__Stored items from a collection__

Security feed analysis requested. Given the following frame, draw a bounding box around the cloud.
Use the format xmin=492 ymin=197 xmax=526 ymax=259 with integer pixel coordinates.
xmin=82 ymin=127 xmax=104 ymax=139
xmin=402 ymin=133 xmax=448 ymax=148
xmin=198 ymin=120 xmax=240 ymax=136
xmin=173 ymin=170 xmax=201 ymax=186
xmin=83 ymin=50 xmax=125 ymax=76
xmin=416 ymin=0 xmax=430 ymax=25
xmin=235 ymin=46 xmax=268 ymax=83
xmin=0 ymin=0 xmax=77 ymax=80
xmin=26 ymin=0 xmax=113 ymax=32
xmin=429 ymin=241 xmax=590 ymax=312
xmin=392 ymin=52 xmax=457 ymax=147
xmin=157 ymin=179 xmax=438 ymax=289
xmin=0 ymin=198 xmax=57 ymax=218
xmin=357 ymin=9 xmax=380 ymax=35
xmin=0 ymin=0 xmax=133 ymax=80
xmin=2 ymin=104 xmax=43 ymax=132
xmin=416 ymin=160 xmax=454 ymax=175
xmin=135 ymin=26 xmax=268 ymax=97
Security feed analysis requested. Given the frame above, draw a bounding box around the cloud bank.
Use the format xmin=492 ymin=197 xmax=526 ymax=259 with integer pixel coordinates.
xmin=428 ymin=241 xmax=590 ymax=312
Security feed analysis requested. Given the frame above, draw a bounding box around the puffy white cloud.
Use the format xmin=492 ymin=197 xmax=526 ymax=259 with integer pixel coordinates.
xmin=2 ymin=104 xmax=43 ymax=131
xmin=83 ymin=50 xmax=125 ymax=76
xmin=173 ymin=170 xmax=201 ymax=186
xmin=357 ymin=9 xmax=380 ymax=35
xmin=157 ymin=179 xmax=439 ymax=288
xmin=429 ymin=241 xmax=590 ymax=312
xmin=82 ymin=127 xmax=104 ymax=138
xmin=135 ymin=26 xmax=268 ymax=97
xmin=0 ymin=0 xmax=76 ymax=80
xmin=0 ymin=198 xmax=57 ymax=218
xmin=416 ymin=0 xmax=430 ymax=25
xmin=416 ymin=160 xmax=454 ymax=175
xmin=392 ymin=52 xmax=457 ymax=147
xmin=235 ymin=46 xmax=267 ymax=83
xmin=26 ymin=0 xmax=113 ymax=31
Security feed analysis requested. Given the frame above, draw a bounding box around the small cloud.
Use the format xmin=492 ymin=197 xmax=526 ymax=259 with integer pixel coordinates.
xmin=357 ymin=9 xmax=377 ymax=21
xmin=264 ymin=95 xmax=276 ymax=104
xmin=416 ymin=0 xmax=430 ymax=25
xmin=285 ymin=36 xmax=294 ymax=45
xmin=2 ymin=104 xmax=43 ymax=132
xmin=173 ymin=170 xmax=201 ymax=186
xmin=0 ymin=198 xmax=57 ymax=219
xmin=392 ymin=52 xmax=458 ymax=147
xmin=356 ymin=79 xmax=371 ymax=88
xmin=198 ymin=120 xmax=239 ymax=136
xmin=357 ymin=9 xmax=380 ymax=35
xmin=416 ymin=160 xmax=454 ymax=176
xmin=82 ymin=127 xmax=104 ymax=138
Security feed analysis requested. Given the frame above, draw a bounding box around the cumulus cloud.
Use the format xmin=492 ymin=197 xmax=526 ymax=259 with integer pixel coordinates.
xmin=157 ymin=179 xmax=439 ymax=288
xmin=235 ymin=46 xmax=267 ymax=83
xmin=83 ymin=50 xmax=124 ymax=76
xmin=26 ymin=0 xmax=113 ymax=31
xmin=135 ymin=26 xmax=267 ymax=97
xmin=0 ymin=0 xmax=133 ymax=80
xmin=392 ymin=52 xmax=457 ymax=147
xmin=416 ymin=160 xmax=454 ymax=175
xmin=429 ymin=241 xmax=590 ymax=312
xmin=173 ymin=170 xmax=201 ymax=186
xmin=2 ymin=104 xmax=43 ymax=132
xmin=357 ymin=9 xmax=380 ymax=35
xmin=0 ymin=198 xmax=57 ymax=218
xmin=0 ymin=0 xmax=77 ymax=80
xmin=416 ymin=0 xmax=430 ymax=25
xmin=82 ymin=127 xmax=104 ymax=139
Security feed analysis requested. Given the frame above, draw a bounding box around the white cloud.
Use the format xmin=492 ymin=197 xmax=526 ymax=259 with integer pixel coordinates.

__WRITTEN PROBLEM__
Print out every record again, exactly and in full.

__RESPONSE__
Security feed analysis requested. Given the following frame, draw a bounding box around the cloud.
Use the format xmin=492 ymin=197 xmax=526 ymax=259 with integer pixel coordinates.
xmin=82 ymin=127 xmax=104 ymax=139
xmin=402 ymin=133 xmax=448 ymax=148
xmin=198 ymin=120 xmax=240 ymax=136
xmin=173 ymin=170 xmax=201 ymax=186
xmin=83 ymin=50 xmax=125 ymax=76
xmin=416 ymin=0 xmax=430 ymax=25
xmin=235 ymin=46 xmax=268 ymax=83
xmin=0 ymin=0 xmax=77 ymax=80
xmin=26 ymin=0 xmax=113 ymax=32
xmin=429 ymin=241 xmax=590 ymax=312
xmin=392 ymin=52 xmax=457 ymax=147
xmin=157 ymin=179 xmax=438 ymax=289
xmin=0 ymin=198 xmax=57 ymax=218
xmin=357 ymin=9 xmax=380 ymax=35
xmin=0 ymin=0 xmax=133 ymax=80
xmin=2 ymin=104 xmax=43 ymax=132
xmin=416 ymin=160 xmax=454 ymax=175
xmin=135 ymin=26 xmax=268 ymax=97
Security feed analysis requested. Given the frame above, draw a bounding box around the cloud bank.
Use the format xmin=492 ymin=197 xmax=526 ymax=259 with integer pixel coordinates.
xmin=428 ymin=241 xmax=590 ymax=312
Security feed analysis requested. Given the frame above, draw a bounding box around the puffy white cloud.
Use the format xmin=492 ymin=197 xmax=526 ymax=259 with integer pixel coordinates.
xmin=2 ymin=104 xmax=43 ymax=131
xmin=83 ymin=50 xmax=125 ymax=76
xmin=173 ymin=170 xmax=201 ymax=186
xmin=357 ymin=9 xmax=380 ymax=35
xmin=157 ymin=179 xmax=439 ymax=288
xmin=429 ymin=241 xmax=590 ymax=312
xmin=82 ymin=127 xmax=104 ymax=138
xmin=135 ymin=26 xmax=268 ymax=97
xmin=0 ymin=0 xmax=76 ymax=80
xmin=0 ymin=198 xmax=57 ymax=218
xmin=416 ymin=0 xmax=430 ymax=25
xmin=416 ymin=160 xmax=454 ymax=175
xmin=392 ymin=52 xmax=457 ymax=147
xmin=235 ymin=46 xmax=267 ymax=83
xmin=26 ymin=0 xmax=113 ymax=31
Security feed analysis requested. Given the frame above, draw a bounding box around the small cloud.
Use the format xmin=492 ymin=197 xmax=526 ymax=259 with integer pixel coordinates.
xmin=357 ymin=9 xmax=377 ymax=21
xmin=264 ymin=95 xmax=276 ymax=104
xmin=416 ymin=0 xmax=430 ymax=25
xmin=285 ymin=36 xmax=294 ymax=45
xmin=2 ymin=104 xmax=43 ymax=132
xmin=173 ymin=170 xmax=201 ymax=186
xmin=0 ymin=198 xmax=57 ymax=219
xmin=392 ymin=52 xmax=458 ymax=147
xmin=356 ymin=79 xmax=371 ymax=88
xmin=198 ymin=120 xmax=239 ymax=136
xmin=357 ymin=9 xmax=380 ymax=35
xmin=416 ymin=160 xmax=454 ymax=176
xmin=82 ymin=127 xmax=104 ymax=138
Security feed analysis requested. Given the frame above, draw a bounding box around the cumulus cloud.
Use the format xmin=492 ymin=197 xmax=526 ymax=259 with integer pixel coordinates.
xmin=157 ymin=179 xmax=439 ymax=288
xmin=235 ymin=46 xmax=267 ymax=83
xmin=83 ymin=50 xmax=124 ymax=76
xmin=26 ymin=0 xmax=113 ymax=31
xmin=135 ymin=26 xmax=267 ymax=97
xmin=0 ymin=0 xmax=133 ymax=80
xmin=392 ymin=52 xmax=457 ymax=147
xmin=416 ymin=160 xmax=454 ymax=175
xmin=429 ymin=241 xmax=590 ymax=312
xmin=173 ymin=170 xmax=201 ymax=186
xmin=2 ymin=104 xmax=43 ymax=132
xmin=357 ymin=9 xmax=380 ymax=35
xmin=0 ymin=198 xmax=57 ymax=218
xmin=0 ymin=0 xmax=77 ymax=80
xmin=416 ymin=0 xmax=430 ymax=25
xmin=82 ymin=127 xmax=104 ymax=139
Security feed analysis requested. Given the frame above, draw a bounding box around the white cloud.
Use the format xmin=492 ymin=197 xmax=526 ymax=259 with integer pixel coordinates.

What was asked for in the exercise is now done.